Coordinate labeling data:
....
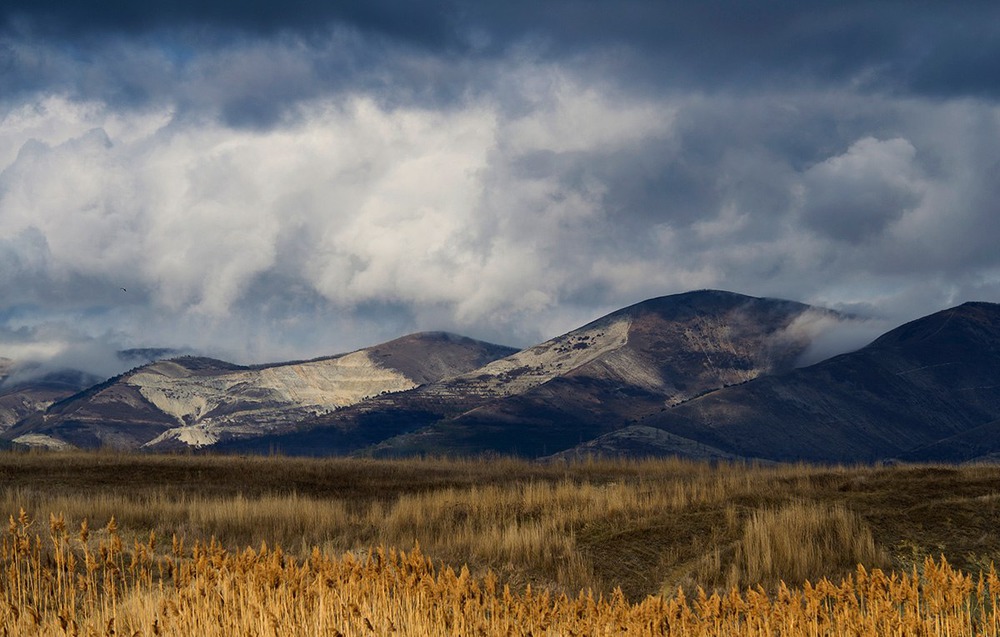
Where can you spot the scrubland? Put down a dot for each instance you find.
(101, 542)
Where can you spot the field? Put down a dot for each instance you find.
(492, 546)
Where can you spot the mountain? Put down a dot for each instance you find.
(28, 388)
(601, 377)
(197, 401)
(22, 397)
(928, 390)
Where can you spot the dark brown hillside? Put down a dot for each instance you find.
(934, 379)
(590, 381)
(195, 402)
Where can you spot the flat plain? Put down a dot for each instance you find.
(632, 531)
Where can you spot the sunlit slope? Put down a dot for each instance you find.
(592, 380)
(192, 401)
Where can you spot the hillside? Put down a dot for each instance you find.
(927, 390)
(592, 380)
(192, 401)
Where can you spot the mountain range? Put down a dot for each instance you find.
(706, 374)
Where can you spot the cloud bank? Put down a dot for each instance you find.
(271, 184)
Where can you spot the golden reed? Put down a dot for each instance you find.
(89, 583)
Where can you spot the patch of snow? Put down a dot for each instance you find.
(43, 441)
(193, 436)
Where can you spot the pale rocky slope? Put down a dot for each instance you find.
(190, 401)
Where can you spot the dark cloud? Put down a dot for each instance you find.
(287, 180)
(426, 21)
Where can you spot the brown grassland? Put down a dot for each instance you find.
(111, 543)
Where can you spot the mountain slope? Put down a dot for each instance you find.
(592, 380)
(932, 380)
(190, 401)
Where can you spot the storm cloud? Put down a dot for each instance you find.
(271, 181)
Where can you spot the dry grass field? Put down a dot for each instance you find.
(102, 542)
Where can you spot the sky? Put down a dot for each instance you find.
(265, 181)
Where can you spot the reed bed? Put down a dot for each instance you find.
(58, 582)
(645, 527)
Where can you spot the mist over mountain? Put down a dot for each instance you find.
(706, 374)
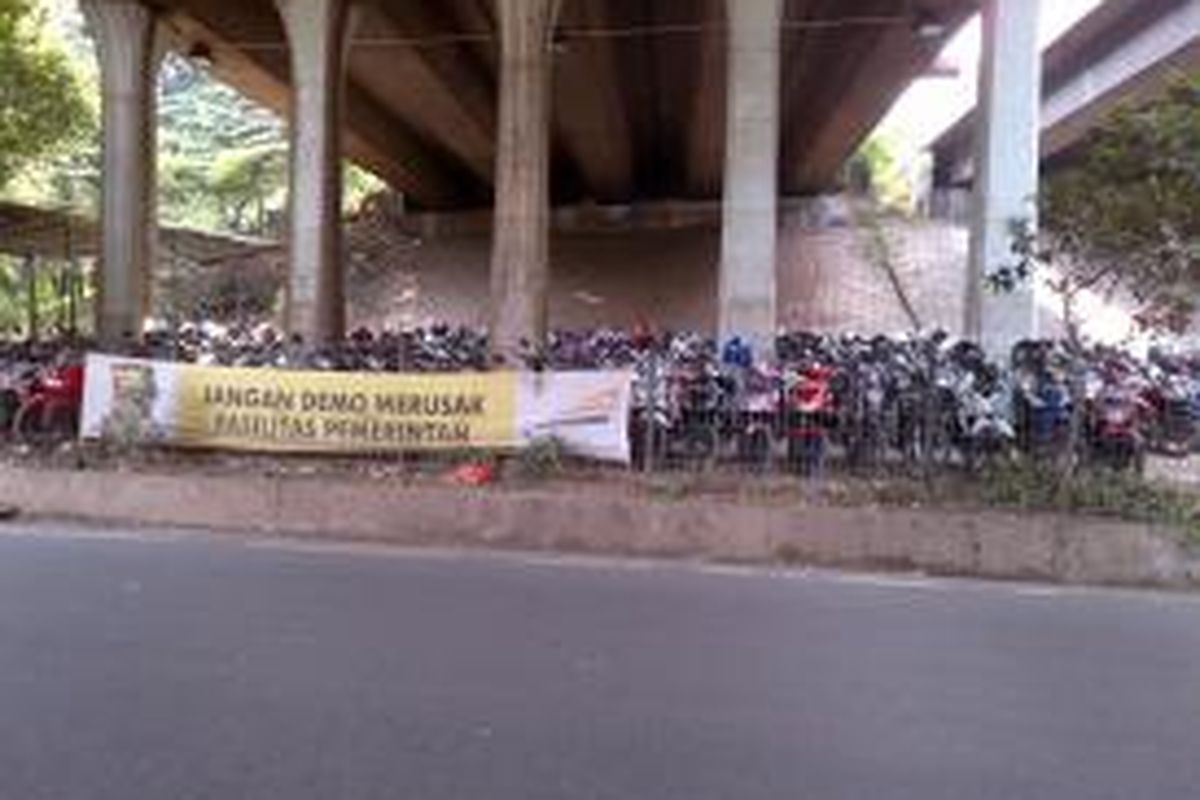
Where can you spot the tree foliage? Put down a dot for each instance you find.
(1126, 216)
(42, 103)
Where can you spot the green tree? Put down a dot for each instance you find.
(1126, 216)
(42, 103)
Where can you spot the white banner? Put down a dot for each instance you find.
(280, 410)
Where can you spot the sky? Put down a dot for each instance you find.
(933, 104)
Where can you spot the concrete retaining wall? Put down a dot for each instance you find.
(985, 545)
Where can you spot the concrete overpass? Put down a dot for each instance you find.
(1125, 52)
(539, 103)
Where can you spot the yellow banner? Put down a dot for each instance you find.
(280, 410)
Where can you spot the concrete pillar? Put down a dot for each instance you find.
(521, 227)
(749, 235)
(126, 34)
(317, 37)
(1006, 169)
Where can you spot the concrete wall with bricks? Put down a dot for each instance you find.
(834, 262)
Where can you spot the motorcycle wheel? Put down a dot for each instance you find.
(805, 453)
(754, 449)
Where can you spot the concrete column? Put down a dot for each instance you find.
(317, 37)
(1006, 169)
(748, 305)
(521, 227)
(126, 35)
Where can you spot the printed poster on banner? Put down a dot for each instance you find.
(279, 410)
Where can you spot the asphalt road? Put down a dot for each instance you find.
(219, 669)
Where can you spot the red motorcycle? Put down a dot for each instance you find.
(811, 413)
(1115, 432)
(51, 404)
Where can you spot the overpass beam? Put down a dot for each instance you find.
(1007, 176)
(748, 305)
(317, 32)
(521, 229)
(126, 38)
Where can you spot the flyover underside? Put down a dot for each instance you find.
(639, 89)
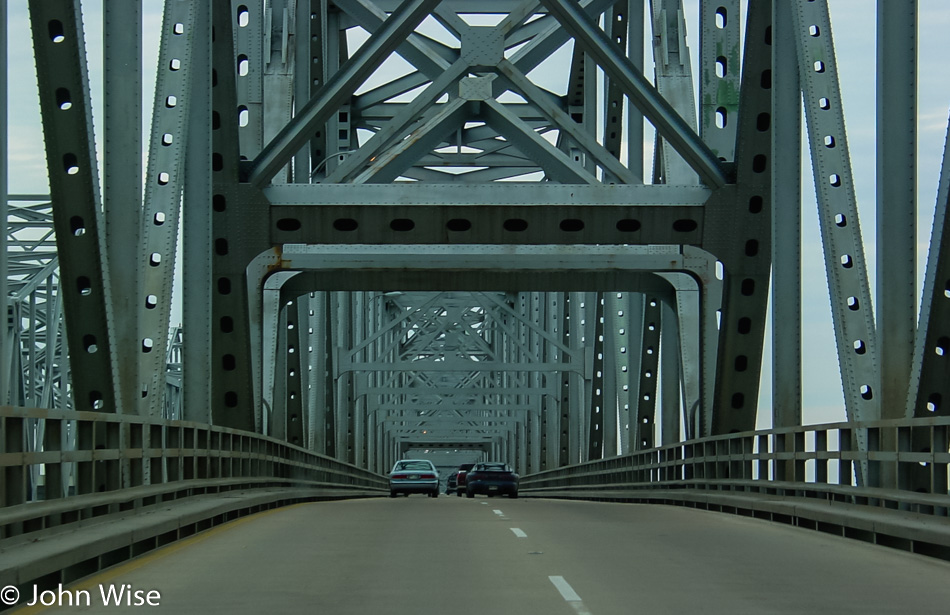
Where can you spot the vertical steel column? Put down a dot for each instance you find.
(786, 223)
(357, 405)
(649, 367)
(896, 296)
(297, 340)
(670, 363)
(5, 332)
(930, 387)
(164, 180)
(248, 16)
(674, 80)
(636, 28)
(276, 369)
(196, 232)
(316, 373)
(613, 377)
(232, 403)
(59, 50)
(838, 213)
(744, 246)
(122, 188)
(598, 399)
(616, 22)
(565, 401)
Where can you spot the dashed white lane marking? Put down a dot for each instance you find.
(570, 596)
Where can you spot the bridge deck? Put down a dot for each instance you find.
(457, 555)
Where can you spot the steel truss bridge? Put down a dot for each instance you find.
(461, 229)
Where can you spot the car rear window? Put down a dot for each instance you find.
(413, 465)
(494, 467)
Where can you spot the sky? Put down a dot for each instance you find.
(853, 23)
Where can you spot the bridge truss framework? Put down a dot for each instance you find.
(458, 247)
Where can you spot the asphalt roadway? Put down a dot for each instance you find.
(452, 555)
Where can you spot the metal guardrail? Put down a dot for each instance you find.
(143, 483)
(805, 476)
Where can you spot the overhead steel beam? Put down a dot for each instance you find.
(661, 114)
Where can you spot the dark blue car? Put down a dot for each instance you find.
(491, 478)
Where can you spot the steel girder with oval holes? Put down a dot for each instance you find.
(362, 213)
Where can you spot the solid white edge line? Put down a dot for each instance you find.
(567, 592)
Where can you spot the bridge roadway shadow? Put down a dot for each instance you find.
(527, 556)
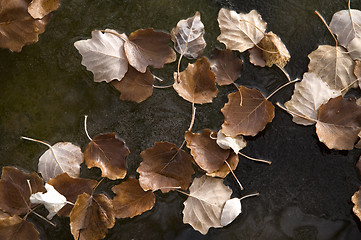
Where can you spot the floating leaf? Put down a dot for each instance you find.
(145, 47)
(91, 217)
(165, 167)
(240, 31)
(17, 27)
(40, 8)
(226, 66)
(205, 151)
(71, 188)
(249, 118)
(308, 96)
(188, 37)
(202, 210)
(52, 200)
(15, 190)
(104, 55)
(135, 86)
(333, 65)
(107, 152)
(131, 200)
(197, 83)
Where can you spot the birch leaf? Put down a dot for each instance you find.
(203, 208)
(240, 31)
(188, 37)
(104, 55)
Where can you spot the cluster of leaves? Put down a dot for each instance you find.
(21, 21)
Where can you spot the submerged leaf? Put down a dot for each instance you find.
(165, 167)
(107, 152)
(131, 200)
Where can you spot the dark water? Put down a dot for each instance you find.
(305, 193)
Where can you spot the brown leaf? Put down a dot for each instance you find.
(148, 48)
(91, 217)
(40, 8)
(249, 118)
(226, 66)
(71, 188)
(197, 83)
(107, 152)
(339, 123)
(14, 183)
(165, 167)
(135, 86)
(131, 200)
(17, 27)
(15, 228)
(205, 150)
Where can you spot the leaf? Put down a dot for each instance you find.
(135, 86)
(236, 143)
(165, 167)
(40, 8)
(91, 217)
(71, 188)
(339, 122)
(332, 65)
(52, 200)
(188, 37)
(240, 31)
(104, 55)
(249, 118)
(205, 151)
(17, 27)
(145, 47)
(107, 152)
(14, 183)
(15, 228)
(131, 200)
(308, 96)
(203, 208)
(59, 158)
(272, 43)
(197, 83)
(345, 28)
(226, 66)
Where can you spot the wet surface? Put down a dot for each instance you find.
(305, 193)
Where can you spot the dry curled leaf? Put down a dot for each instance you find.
(165, 167)
(91, 217)
(188, 37)
(107, 152)
(247, 114)
(131, 200)
(135, 86)
(226, 66)
(104, 55)
(197, 83)
(145, 47)
(203, 208)
(240, 31)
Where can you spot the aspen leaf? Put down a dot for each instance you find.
(165, 167)
(107, 152)
(188, 37)
(131, 200)
(240, 31)
(104, 55)
(249, 118)
(197, 83)
(226, 66)
(203, 208)
(145, 47)
(91, 217)
(135, 86)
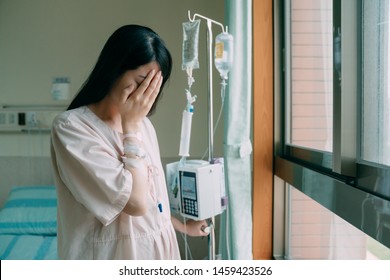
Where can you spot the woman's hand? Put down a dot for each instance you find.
(136, 102)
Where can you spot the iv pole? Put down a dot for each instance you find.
(211, 221)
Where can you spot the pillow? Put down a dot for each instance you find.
(30, 210)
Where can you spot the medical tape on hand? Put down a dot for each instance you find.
(134, 150)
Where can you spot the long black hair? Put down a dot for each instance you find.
(128, 48)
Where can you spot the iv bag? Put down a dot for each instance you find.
(223, 55)
(190, 44)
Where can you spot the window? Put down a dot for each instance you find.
(311, 74)
(376, 93)
(335, 162)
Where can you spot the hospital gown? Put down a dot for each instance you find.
(93, 187)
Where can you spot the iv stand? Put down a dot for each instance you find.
(211, 221)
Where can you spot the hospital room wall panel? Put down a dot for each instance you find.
(54, 38)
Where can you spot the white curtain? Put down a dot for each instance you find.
(236, 240)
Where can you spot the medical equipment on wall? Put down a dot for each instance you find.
(198, 186)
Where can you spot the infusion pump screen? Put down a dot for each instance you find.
(188, 185)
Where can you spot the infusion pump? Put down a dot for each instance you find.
(200, 192)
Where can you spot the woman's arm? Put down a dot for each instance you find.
(191, 227)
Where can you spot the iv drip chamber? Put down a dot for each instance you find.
(185, 136)
(223, 55)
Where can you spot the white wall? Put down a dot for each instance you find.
(42, 39)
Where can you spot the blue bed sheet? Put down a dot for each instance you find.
(28, 247)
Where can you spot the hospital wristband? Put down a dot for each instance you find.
(132, 162)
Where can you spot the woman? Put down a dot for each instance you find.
(112, 197)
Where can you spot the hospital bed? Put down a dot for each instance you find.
(28, 224)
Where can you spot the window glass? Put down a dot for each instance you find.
(317, 233)
(311, 74)
(376, 82)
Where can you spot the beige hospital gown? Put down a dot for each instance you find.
(93, 188)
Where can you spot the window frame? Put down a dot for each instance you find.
(343, 166)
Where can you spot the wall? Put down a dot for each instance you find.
(43, 39)
(52, 38)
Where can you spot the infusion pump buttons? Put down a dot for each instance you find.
(190, 207)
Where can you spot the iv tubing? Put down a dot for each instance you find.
(210, 221)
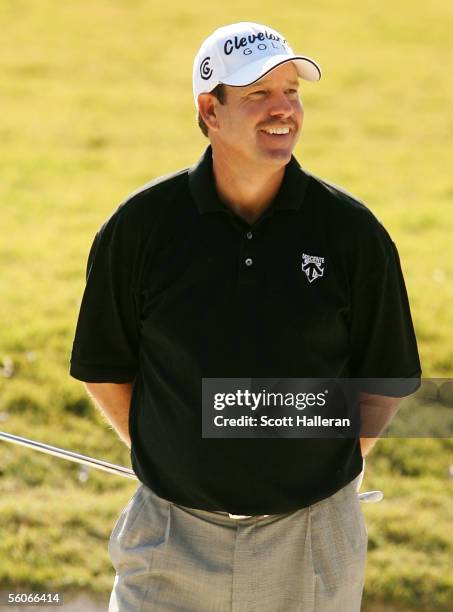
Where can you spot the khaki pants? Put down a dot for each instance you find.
(172, 558)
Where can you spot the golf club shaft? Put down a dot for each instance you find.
(69, 455)
(119, 470)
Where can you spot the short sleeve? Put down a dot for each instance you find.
(383, 342)
(106, 342)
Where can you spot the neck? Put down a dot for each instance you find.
(248, 191)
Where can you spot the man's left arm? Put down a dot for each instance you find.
(376, 412)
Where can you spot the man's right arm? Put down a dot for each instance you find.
(114, 401)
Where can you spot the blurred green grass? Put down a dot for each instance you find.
(96, 100)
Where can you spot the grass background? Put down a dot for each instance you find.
(95, 101)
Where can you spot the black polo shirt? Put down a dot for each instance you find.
(180, 288)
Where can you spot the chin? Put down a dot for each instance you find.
(278, 156)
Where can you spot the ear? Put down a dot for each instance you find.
(207, 106)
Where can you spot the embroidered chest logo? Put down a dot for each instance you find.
(313, 266)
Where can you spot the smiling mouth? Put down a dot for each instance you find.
(281, 131)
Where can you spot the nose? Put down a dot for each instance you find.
(280, 105)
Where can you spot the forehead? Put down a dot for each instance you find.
(283, 75)
(284, 72)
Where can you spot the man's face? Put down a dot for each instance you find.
(250, 112)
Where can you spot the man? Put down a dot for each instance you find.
(243, 266)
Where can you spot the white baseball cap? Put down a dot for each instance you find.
(242, 53)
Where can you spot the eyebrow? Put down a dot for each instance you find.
(265, 81)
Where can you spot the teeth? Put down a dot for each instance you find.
(277, 131)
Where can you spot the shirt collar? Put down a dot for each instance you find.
(203, 189)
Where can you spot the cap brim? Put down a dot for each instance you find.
(306, 68)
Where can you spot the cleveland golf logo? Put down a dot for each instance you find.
(313, 266)
(205, 69)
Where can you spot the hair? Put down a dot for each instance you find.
....
TASK BRIEF ->
Return the lines beginning at the one that contains "Where can you spot the neck?" and continuing through the last line of the data, exactly as they stand and without any others.

SOLUTION ->
Where can you spot the neck? Put down a dot for each instance you find.
(248, 191)
Where can you spot the man's left arm? Put down a dot for each instance you find.
(376, 412)
Where can you spot the man's right arm? Put down a dot for each instance you find.
(114, 401)
Where can you spot the blurred green grass? Put down a dot for each instance you find.
(96, 100)
Where can you spot the grass background? Put down a dot for each instance you find.
(95, 101)
Where can you spot the black polo shirt? Put down a dot for each instance you find.
(180, 288)
Where can you spot the chin? Put down a dot for each instance you find.
(278, 156)
Where can you spot the ear? Put down a dot for each instance you find.
(207, 106)
Where can you spot the embroidered chest logo? Put down a dot for each instance you find.
(313, 266)
Where can you spot the smiling mouth? Put down a dot for each instance you find.
(281, 131)
Where can you spot the nose? Put down a dot for each instance you find.
(280, 105)
Where can you spot the forehead? Put down a dot for each instance you find.
(283, 75)
(284, 72)
Where can you spot the man's face? Put down a dot for each instance you find.
(250, 112)
Where can you spot the man? Put down a dot for each instance you find.
(243, 266)
Where can you spot the white baseball cap? Put down a dot for each instance you find.
(242, 53)
Where can you spot the eyebrow? Put down a dot for each instance you find.
(265, 81)
Where can you spot the teeth? Put down a dot for each instance you find.
(277, 131)
Where can you spot the shirt collar? Put down a dot for each instance you find.
(203, 189)
Where can you spot the cap brim? Put down a dot for each instance you find.
(306, 68)
Where can you spot the cleveland golf logo? Put down a dot for each instance you find.
(313, 266)
(205, 69)
Where can you spot the hair? Put down a dot for each instance you find.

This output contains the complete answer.